TASK DIRECTIONS - Render the lines between the one containing "query: the noun phrase to segment: white bed" and the one containing "[[[402,1],[349,0],[346,583],[402,596]]]", inclusive, as a two-column CSV with the headers query_text and outline, giving one row for each phrase to be segmented. Put each field in quotes, turn line breaks into spaces, and leave the pictures out.

Stored data -
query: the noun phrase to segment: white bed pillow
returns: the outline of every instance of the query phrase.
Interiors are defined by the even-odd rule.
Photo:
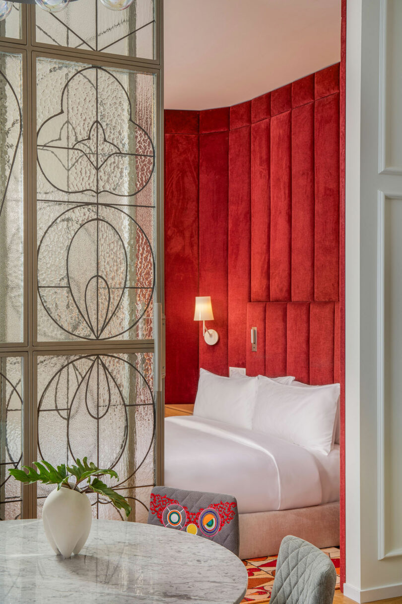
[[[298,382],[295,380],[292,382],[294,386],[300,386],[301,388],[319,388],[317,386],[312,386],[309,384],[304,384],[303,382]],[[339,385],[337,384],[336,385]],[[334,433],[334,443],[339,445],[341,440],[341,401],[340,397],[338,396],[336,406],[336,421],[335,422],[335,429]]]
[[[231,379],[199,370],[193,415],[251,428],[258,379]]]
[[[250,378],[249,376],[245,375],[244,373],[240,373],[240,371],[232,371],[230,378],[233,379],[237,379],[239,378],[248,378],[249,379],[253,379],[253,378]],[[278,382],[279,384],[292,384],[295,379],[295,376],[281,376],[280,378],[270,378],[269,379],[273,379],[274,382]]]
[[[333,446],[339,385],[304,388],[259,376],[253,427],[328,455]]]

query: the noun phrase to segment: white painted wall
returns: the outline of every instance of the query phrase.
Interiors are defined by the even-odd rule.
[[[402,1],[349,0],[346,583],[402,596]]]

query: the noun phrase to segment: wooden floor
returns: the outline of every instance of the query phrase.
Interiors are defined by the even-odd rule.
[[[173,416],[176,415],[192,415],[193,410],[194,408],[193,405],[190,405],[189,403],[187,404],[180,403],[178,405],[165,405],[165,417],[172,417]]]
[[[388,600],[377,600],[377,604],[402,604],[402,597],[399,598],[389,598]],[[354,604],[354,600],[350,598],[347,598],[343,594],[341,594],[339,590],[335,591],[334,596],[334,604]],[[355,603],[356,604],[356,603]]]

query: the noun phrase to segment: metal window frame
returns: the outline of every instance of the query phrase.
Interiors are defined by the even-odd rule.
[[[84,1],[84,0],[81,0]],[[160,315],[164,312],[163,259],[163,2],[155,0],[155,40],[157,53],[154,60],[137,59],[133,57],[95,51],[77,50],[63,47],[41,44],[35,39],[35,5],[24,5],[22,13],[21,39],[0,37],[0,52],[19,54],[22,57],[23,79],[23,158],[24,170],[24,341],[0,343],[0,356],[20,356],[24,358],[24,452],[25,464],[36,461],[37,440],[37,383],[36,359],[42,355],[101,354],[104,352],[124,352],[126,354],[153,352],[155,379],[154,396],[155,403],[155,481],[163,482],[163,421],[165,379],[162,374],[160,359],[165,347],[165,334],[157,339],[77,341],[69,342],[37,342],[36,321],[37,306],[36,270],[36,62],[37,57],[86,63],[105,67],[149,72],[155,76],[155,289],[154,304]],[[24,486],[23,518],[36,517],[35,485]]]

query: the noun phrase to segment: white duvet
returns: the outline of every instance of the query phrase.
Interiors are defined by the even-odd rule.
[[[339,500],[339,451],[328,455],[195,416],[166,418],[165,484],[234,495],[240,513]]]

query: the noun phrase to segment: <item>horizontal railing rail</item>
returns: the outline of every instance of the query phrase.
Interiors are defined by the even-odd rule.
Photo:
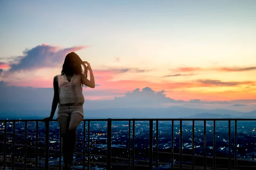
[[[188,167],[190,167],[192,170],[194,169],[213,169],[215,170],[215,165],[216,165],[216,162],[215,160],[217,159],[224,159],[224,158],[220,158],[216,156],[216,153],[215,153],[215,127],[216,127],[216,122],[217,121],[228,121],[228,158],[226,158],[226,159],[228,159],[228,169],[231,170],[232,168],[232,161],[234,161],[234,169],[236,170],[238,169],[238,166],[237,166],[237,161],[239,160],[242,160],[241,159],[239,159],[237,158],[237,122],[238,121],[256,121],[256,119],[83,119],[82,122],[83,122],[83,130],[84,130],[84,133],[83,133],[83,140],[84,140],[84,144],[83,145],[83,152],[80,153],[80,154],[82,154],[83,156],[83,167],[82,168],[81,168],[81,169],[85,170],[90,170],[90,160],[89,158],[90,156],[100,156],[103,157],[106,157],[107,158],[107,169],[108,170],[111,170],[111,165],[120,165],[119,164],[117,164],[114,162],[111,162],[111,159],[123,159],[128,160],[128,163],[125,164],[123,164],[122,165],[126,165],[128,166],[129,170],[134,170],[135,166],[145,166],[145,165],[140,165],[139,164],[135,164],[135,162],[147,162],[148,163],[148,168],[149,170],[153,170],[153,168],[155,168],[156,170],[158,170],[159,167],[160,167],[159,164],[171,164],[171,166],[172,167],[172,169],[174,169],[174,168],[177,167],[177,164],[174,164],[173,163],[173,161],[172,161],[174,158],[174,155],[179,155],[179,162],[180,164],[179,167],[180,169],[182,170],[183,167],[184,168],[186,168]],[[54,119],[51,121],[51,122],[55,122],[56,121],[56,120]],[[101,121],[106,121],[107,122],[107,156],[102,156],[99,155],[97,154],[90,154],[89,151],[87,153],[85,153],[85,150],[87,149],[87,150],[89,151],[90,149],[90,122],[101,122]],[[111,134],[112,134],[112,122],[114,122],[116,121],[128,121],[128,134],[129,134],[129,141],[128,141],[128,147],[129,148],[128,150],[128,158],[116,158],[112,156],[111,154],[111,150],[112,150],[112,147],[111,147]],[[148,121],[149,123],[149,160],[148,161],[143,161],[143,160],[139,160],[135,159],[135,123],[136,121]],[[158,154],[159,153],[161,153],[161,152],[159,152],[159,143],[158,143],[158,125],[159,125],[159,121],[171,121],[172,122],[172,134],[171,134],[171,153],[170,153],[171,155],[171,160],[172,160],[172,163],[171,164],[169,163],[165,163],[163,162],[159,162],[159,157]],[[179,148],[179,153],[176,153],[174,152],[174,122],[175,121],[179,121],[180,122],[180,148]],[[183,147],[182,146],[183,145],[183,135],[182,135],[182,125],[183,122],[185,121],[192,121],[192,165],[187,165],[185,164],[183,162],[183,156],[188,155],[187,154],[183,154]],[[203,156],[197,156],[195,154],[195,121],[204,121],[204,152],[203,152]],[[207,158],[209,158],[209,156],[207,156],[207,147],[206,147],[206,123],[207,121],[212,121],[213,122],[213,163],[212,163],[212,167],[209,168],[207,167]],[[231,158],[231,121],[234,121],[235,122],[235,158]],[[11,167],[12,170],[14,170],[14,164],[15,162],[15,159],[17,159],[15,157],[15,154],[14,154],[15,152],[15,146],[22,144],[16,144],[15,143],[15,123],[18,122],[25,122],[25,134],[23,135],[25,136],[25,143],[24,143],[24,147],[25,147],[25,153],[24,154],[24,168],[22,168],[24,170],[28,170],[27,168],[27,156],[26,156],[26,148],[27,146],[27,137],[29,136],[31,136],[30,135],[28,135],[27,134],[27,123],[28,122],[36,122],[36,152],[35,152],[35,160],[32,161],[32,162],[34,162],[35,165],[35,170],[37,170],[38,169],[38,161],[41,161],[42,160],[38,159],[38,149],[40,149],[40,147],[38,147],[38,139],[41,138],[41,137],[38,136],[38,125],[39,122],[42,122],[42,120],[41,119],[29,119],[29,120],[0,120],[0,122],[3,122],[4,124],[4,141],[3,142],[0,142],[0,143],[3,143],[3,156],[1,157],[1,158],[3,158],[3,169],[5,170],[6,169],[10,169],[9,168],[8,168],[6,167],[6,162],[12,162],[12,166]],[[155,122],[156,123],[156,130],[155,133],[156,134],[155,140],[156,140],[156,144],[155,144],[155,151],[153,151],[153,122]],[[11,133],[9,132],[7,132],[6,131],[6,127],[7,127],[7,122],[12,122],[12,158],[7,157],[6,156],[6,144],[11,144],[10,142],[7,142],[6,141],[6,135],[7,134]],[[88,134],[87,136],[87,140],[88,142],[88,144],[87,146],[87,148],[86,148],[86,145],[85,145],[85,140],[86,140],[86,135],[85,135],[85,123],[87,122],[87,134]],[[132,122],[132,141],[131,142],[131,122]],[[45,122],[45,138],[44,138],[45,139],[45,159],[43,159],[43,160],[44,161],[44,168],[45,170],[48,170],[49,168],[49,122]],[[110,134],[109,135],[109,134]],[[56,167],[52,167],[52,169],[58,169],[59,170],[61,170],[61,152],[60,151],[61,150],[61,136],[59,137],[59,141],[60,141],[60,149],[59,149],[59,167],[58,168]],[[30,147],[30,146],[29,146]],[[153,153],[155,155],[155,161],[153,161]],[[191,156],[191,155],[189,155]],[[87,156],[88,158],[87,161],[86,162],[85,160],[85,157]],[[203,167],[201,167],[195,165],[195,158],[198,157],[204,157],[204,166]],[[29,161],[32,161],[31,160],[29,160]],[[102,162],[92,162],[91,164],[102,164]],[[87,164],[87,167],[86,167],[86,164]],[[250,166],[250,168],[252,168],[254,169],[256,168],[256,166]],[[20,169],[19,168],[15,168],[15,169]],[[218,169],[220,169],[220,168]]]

==

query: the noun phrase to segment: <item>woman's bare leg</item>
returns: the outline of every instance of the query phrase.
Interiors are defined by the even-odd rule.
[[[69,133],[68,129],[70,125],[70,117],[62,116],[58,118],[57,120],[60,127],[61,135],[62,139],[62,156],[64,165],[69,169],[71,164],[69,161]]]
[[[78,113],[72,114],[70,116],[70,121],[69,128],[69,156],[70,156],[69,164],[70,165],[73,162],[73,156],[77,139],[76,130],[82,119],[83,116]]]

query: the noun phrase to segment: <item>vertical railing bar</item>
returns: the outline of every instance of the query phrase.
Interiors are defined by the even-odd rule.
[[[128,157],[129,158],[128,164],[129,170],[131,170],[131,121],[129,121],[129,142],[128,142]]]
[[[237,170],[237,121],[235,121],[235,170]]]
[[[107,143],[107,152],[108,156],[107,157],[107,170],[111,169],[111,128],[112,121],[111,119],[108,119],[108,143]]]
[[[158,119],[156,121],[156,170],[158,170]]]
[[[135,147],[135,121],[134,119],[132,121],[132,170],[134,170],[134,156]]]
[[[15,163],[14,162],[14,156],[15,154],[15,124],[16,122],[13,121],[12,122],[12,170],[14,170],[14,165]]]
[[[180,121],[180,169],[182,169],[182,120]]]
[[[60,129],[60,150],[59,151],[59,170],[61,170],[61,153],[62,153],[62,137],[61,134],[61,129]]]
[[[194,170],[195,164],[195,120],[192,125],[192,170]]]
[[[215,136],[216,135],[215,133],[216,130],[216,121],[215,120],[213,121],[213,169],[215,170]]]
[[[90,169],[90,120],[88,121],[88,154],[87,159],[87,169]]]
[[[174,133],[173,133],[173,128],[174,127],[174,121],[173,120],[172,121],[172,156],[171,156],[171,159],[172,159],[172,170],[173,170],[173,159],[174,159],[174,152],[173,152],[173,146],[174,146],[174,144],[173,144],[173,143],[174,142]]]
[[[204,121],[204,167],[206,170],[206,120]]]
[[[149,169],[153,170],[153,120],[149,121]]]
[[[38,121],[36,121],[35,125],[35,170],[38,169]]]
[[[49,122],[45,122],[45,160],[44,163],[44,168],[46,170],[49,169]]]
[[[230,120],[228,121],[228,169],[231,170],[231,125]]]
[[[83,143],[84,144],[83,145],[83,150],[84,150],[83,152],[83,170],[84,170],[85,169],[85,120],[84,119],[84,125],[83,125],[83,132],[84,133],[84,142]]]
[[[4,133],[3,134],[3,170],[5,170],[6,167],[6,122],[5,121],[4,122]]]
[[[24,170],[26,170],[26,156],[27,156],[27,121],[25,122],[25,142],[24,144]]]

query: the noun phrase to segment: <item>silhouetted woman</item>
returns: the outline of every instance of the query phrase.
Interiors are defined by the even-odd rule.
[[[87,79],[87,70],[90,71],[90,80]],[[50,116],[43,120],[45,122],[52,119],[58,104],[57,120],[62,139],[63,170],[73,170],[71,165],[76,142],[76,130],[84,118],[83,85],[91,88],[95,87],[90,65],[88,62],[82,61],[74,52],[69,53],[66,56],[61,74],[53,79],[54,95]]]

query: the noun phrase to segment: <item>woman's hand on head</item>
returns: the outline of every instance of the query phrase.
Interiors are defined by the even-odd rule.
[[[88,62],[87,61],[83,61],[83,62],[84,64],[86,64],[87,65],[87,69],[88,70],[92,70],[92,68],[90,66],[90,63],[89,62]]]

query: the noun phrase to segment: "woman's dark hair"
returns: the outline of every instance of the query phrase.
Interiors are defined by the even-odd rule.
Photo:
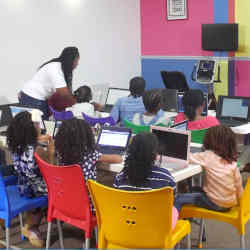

==

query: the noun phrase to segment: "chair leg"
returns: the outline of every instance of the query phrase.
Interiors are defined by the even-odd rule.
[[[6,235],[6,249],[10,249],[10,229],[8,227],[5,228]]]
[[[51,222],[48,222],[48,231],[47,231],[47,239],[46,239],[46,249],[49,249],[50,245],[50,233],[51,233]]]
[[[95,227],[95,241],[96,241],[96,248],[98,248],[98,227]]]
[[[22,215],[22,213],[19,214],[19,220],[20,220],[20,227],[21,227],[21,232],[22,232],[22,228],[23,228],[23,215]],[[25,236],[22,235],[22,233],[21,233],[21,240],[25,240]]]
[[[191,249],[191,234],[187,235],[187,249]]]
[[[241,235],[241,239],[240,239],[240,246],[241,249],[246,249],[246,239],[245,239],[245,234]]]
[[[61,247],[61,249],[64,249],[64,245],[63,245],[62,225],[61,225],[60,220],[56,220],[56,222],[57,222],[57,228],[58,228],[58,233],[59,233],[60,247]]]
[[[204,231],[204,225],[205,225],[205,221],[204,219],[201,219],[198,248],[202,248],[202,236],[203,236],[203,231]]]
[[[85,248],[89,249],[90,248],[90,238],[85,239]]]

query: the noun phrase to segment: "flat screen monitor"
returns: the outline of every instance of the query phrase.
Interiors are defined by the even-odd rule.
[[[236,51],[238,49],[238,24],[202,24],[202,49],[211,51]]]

SOLUTION -
query_text,outline
"query: the noun phrase to segment: white bed pillow returns: the outline of every instance of the query phrase. Interiors are defined by the even-odd rule. Photo:","[[[298,382],[295,380],[292,382],[294,386],[300,386],[301,388],[319,388],[317,386],[312,386],[309,384],[304,384],[303,382]],[[339,385],[337,384],[336,385]],[[334,433],[334,443],[339,445],[341,440],[341,401],[340,397],[338,396],[336,406],[336,421],[335,422],[335,429]]] [[[231,379],[199,370],[193,415],[251,428],[258,379]]] [[[250,378],[249,376],[245,375],[244,373],[240,373],[240,371],[232,371],[230,378],[233,379],[237,379],[239,378],[248,378],[249,379],[253,379],[253,378]],[[278,382],[279,384],[292,384],[295,379],[295,376],[281,376],[280,378],[270,378],[269,379],[273,379],[274,382]]] [[[333,446],[339,385],[304,388],[259,376],[253,427],[328,455]]]"
"query: the noun phrase to segment: white painted wall returns: the outline of every instance of the query phrase. Interiors are defined by the even-odd rule.","[[[402,1],[349,0],[346,583],[402,596]]]"